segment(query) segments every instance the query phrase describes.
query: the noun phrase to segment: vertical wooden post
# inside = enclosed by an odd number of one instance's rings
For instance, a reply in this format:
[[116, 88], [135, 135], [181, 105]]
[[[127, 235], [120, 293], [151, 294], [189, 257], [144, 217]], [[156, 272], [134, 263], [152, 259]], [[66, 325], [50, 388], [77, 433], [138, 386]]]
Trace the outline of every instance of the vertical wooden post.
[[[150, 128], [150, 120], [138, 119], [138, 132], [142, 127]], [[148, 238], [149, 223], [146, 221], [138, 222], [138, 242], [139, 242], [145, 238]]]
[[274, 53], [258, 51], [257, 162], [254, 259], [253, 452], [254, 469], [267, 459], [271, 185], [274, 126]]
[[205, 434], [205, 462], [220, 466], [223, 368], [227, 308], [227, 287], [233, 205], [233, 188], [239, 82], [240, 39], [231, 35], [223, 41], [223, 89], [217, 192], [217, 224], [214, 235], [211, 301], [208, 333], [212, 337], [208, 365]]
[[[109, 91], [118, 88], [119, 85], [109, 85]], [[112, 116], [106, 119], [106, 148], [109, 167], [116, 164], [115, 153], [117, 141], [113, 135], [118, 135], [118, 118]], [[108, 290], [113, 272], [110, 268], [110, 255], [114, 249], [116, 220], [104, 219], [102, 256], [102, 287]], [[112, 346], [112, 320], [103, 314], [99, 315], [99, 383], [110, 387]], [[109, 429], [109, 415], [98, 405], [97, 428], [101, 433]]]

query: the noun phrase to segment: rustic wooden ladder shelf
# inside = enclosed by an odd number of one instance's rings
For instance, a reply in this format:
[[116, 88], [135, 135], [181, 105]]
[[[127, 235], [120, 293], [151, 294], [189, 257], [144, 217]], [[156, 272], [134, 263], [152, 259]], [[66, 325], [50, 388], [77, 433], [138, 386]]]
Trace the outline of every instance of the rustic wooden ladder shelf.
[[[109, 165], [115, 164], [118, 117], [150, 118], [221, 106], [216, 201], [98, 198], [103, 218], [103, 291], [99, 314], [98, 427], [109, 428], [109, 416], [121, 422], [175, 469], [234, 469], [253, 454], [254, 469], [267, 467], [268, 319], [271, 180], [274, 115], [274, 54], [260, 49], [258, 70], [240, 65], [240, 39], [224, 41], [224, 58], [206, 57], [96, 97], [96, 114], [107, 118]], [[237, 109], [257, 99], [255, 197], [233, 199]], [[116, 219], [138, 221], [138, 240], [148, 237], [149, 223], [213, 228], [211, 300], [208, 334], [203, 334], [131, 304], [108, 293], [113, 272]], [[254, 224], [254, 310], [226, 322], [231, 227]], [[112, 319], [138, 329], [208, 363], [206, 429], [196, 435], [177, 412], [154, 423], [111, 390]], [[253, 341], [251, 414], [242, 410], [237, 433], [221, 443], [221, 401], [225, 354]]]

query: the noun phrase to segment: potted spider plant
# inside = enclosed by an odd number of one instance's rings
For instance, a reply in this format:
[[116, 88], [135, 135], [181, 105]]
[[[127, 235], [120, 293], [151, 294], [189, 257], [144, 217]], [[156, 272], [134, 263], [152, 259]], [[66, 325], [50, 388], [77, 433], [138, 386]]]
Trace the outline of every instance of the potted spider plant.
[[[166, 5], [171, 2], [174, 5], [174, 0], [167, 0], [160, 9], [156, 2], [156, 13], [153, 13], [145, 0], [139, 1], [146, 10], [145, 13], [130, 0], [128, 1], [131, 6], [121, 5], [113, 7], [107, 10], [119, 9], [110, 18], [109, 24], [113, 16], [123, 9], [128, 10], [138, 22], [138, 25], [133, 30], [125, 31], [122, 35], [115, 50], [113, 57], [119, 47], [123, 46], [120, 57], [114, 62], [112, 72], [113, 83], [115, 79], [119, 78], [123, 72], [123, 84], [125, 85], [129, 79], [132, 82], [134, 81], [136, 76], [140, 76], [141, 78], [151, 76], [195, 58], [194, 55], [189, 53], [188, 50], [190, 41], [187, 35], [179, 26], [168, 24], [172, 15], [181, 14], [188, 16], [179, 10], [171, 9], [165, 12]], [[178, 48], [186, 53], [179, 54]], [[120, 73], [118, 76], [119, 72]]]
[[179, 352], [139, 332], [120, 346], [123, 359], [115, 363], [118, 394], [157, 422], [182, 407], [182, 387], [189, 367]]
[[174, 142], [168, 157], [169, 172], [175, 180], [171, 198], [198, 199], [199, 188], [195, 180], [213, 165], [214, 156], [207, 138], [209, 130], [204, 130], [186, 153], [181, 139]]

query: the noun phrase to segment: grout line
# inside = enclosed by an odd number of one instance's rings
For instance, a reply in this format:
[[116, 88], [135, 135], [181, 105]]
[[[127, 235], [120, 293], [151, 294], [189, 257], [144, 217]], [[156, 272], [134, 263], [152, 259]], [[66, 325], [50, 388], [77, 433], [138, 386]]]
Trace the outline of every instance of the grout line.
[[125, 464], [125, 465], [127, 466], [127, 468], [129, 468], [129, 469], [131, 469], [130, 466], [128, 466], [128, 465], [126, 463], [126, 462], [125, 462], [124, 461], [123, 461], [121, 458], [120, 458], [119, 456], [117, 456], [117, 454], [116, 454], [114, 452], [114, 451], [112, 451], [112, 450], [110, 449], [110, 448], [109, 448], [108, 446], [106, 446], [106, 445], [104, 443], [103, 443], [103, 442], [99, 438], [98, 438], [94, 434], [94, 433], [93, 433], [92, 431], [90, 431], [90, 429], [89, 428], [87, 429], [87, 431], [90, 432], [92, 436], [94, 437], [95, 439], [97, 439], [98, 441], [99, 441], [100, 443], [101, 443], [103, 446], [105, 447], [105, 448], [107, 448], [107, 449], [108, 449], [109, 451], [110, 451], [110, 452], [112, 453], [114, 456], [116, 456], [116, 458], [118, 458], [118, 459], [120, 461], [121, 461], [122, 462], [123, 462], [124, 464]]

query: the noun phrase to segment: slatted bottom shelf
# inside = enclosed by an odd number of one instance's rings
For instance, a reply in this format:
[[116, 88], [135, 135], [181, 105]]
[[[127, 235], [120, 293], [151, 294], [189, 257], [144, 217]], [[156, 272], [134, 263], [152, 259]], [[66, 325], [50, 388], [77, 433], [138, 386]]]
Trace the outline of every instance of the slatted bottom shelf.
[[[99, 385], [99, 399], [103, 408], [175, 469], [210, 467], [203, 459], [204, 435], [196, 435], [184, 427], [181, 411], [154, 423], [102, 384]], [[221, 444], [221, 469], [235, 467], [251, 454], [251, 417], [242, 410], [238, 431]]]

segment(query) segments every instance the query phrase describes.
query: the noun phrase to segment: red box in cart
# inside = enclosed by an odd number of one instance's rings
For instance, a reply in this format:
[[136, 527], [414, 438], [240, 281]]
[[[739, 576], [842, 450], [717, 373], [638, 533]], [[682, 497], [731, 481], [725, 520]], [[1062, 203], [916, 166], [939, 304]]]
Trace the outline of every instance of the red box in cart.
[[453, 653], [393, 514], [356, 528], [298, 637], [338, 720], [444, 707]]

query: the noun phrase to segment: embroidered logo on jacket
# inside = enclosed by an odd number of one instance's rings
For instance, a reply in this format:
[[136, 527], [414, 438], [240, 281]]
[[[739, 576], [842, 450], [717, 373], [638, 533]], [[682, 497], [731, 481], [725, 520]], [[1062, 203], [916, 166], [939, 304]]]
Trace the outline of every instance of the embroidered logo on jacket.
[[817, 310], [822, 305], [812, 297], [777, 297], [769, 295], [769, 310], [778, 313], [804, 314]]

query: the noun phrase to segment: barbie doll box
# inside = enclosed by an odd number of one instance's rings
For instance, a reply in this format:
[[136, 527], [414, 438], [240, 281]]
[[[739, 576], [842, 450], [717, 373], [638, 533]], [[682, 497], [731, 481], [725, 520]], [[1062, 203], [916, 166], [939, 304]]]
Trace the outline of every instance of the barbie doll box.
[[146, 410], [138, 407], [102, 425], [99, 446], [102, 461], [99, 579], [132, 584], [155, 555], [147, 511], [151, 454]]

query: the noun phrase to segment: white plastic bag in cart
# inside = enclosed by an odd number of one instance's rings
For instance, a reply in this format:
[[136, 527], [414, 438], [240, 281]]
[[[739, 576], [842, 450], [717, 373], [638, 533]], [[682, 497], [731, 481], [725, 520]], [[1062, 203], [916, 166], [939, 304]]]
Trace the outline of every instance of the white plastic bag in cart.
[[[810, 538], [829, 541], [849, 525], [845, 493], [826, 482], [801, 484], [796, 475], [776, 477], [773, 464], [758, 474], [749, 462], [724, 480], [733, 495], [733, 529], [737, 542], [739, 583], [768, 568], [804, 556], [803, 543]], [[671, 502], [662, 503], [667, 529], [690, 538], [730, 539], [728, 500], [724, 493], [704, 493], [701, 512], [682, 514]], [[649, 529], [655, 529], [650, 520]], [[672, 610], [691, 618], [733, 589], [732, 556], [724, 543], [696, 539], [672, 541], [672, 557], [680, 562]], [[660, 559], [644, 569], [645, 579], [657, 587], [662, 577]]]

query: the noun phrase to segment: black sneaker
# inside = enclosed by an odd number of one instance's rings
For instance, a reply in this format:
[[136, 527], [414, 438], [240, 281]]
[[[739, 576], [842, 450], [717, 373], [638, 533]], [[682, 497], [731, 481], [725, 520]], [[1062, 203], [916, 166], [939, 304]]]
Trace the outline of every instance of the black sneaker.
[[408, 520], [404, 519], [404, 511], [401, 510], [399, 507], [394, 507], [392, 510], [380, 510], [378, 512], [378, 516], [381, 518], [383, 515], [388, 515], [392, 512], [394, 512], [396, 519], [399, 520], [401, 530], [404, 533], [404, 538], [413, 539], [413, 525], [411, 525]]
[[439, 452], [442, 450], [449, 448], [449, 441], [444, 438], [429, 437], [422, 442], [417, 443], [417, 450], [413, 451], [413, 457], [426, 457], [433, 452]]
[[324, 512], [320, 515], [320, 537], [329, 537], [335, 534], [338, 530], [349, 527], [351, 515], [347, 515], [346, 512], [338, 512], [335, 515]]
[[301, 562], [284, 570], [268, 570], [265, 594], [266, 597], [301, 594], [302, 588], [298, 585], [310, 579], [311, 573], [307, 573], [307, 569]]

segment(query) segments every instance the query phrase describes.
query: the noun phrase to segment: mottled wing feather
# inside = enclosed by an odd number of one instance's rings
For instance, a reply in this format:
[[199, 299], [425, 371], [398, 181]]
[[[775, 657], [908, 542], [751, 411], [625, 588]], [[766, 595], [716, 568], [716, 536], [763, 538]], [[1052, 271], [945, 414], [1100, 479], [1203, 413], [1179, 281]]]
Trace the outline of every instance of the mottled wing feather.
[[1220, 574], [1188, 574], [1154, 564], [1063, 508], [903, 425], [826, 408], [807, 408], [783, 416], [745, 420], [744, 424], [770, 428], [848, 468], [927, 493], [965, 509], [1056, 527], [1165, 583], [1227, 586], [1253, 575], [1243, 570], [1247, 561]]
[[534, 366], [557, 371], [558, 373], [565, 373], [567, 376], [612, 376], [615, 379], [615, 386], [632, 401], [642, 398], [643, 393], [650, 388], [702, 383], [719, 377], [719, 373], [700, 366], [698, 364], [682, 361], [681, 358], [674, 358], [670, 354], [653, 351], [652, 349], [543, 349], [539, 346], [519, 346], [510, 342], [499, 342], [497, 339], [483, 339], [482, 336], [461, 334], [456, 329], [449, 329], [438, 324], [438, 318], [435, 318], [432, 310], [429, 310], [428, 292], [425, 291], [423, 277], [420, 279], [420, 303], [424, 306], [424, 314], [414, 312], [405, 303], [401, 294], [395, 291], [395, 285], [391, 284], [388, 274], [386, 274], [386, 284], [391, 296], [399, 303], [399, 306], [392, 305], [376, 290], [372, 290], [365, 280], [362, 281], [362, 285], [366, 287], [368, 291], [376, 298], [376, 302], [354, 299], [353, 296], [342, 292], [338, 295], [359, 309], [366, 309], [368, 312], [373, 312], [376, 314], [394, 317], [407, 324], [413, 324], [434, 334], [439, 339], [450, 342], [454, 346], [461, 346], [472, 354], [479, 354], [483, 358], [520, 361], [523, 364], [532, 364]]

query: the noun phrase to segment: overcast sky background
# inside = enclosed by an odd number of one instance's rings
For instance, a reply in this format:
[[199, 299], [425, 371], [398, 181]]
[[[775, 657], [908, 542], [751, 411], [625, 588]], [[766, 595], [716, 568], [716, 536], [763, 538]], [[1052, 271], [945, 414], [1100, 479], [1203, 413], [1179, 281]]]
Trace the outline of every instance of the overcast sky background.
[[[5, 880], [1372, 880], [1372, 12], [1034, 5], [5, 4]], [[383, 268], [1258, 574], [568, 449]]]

• Task instructions
Copy the lines above word for word, from the first line of the page through the line containing "428], [101, 433]]]", both included.

• Written response
segment(query) segments every instance the query phrase describes.
query: the noun phrase to segment: vertical wooden post
# inside = enclosed by an odd number of one instance's rings
For instance, a reply in this format:
[[116, 88], [135, 135], [181, 105]]
[[[127, 235], [120, 293], [151, 294], [189, 257], [144, 217]], [[156, 272], [134, 263], [152, 259]], [[66, 325], [50, 388], [77, 433], [138, 386]]]
Trace the outline of every instance of the vertical wooden post.
[[[150, 128], [150, 120], [138, 119], [138, 132], [142, 127]], [[148, 238], [149, 223], [146, 221], [138, 222], [138, 242], [139, 242], [145, 238]]]
[[274, 53], [258, 51], [257, 162], [254, 259], [253, 452], [254, 469], [267, 459], [271, 185], [274, 126]]
[[205, 434], [205, 462], [220, 466], [223, 368], [227, 308], [227, 287], [233, 205], [233, 188], [239, 82], [240, 39], [231, 35], [223, 41], [223, 89], [217, 192], [217, 224], [214, 235], [211, 301], [208, 333], [212, 337], [208, 365]]
[[[109, 91], [118, 88], [119, 85], [109, 85]], [[112, 116], [106, 119], [106, 148], [109, 167], [116, 164], [115, 153], [117, 141], [113, 135], [118, 135], [118, 118]], [[108, 290], [113, 272], [110, 268], [110, 255], [114, 249], [116, 220], [104, 219], [102, 256], [102, 287]], [[112, 346], [112, 320], [103, 314], [99, 315], [99, 383], [110, 387]], [[109, 429], [109, 415], [98, 405], [97, 428], [101, 433]]]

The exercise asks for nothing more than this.